H.N : mais je vois que vous parlez de la vérité tout en détruisant le concept de vérité, c’est-à-dire vous éliminez tout ce qui a trait à la logique, la véracité et la légitimité dans votre conception de la vérité.

A.H : non. Mais il est devient nécessaire de réviser notre conception de la vérité. Celle-ci n’est pas quelque chose qui se sépare de la logique. Elle ne devance pas les outils cognitifs et les règles de l’argumentation. En d’autres termes, la vérité n’est pas quelque chose indépendant et transcendant qu’on tâche de saisir, mais une pratique qu’on exerce, qu’on fabrique et qu’on produit. C’est ce que le texte ou la pensée crée et invente.

H.N : comment peut-on s’approcher d’elle ?

A.H : je vous dis qu’elle n’existe pas pour pouvoir y toucher, mais simplement un produit que le discours invente. La vérité ne se dissocie point du discours et de la parole.

H.N : d’accord. Comment ne pas être en contradiction avec elle ?

A.H : dans la mesure où nous ne pratiquions pas le sectarisme pour la défendre et nous éloignions de la rendre un dogme figé ayant des apologistes redoutables. Etre fanatique pour la vérité est contre la vérité elle-même. Autrement dit, nous frôlons la vérité en nous approchant plus de l’erreur. La vérité qui prétend ne jamais se tromper ne mérite pas le nom de vérité. Si vous voulez plus de précision : nous contredisons la vérité lorsque nous croyons à l’existe d’une vérité dépourvue de contradiction.

H.N : il apparaît que vous insistez pour me faire tomber dans votre confusion et vos jeux de pensée. Vous avez détruit le concept de l’écriture, puis celui de la vérité. Vous pulvérisez maintenant le sens de la philosophie par le même arrière-plan logique, c’est-à-dire en mettant en doute le principe de l’identité et de la non contradiction. J’ai compris maintenant ce que le mot ” mort ” veut dire et dont parlent les philosophes contemporains, la mort de la philosophie, la mort de l’auteur, la mort de l’homme. Ne vous croyez pas que vous vous présentez comme le témoin d’une pensée en crise et l’impasse d’une philosophie que vous nommiez tantôt ” archéologie ” et tantôt ” déconstruction “…

A.H : au contraire. Les essais philosophiques qui se sont ouverts sur le contraire, le différent, le marginal, l’exceptionnel, le singulier, l’individuel, le charnel et qui ont brisé la logique du ” même ” (ou de l’identité) et déconstruit les discours comme c’est le cas avec les essais de Foucault, Barthes, Deleuze et Derrida (et d’autres essais qui traitent les textes comme de simples êtres indépendants de leurs auteurs et créateurs de leurs propres vérités) ; sont des essais qui tentent de rénover la pensée et moderniser les techniques et les outils cognitifs classiques et obsolètes. Elles tâchent, en somme, de trouver les réponses adéquates pour des questions sans résolution et des problématiques qui ne sont plus, aujourd’hui, résolues par les méthodes et les voies classiques héritées de Descartes, Kant, Hegel, Husserl, Sartre et Heidegger.

▶ _Données enregistrées_:
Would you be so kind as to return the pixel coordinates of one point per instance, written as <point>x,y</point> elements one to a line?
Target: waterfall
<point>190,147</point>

▶ _Consigne 1_:
Selon A.H dans le texte source, de quoi la vérité ne se dissocie-t-elle point ?
▶ _Consigne 2_:
D'après A.H dans le texte source, pourquoi les essais de Foucault, Barthes, Deleuze et Derrida ne témoignent-ils pas d'une pensée en crise ? Répondez en une à trois phrases.
▶ _Consigne 3_:
Recopiez le passage du texte source compris entre « A.H : je vous » et « dépourvue de contradiction. », bornes incluses.

▶ _Corrigé 1_:
Du discours et de la parole.

▶ _Corrigé 2_:
Ces essais tentent de rénover la pensée et de moderniser des techniques et des outils cognitifs classiques devenus obsolètes. Ils cherchent des réponses adéquates à des questions et des problématiques que les méthodes et les voies classiques héritées de Descartes, Kant, Hegel, Husserl, Sartre et Heidegger ne résolvent plus aujourd'hui.

▶ _Corrigé 3_:
A.H : je vous dis qu’elle n’existe pas pour pouvoir y toucher, mais simplement un produit que le discours invente. La vérité ne se dissocie point du discours et de la parole.

H.N : d’accord. Comment ne pas être en contradiction avec elle ?

A.H : dans la mesure où nous ne pratiquions pas le sectarisme pour la défendre et nous éloignions de la rendre un dogme figé ayant des apologistes redoutables. Etre fanatique pour la vérité est contre la vérité elle-même. Autrement dit, nous frôlons la vérité en nous approchant plus de l’erreur. La vérité qui prétend ne jamais se tromper ne mérite pas le nom de vérité. Si vous voulez plus de précision : nous contredisons la vérité lorsque nous croyons à l’existe d’une vérité dépourvue de contradiction.